_Action item_: Among the entries, find each line that includes the string "query" and list it.

_Records for this exercise_:
-- Opening Marker --
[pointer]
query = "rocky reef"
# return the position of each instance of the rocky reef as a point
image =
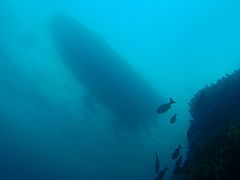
(214, 133)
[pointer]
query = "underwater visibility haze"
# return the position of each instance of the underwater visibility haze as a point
(123, 90)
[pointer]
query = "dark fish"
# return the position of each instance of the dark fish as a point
(161, 174)
(173, 119)
(165, 107)
(176, 152)
(178, 162)
(157, 164)
(178, 170)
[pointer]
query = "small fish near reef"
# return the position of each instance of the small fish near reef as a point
(173, 119)
(176, 152)
(157, 164)
(165, 107)
(161, 174)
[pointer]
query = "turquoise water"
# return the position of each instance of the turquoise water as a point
(49, 129)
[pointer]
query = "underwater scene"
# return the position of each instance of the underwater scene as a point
(119, 90)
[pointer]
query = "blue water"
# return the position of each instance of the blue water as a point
(49, 129)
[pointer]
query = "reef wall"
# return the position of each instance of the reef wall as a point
(214, 133)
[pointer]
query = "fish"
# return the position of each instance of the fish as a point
(176, 152)
(178, 170)
(157, 164)
(173, 119)
(161, 174)
(165, 107)
(178, 162)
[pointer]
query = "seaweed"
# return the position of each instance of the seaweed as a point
-- Closing Marker --
_The answer_:
query = "rocky reef"
query = "underwater visibility haze"
query = "dark fish"
query = "small fish near reef"
query = "turquoise water"
query = "underwater scene"
query = "blue water"
query = "reef wall"
query = "fish"
query = "seaweed"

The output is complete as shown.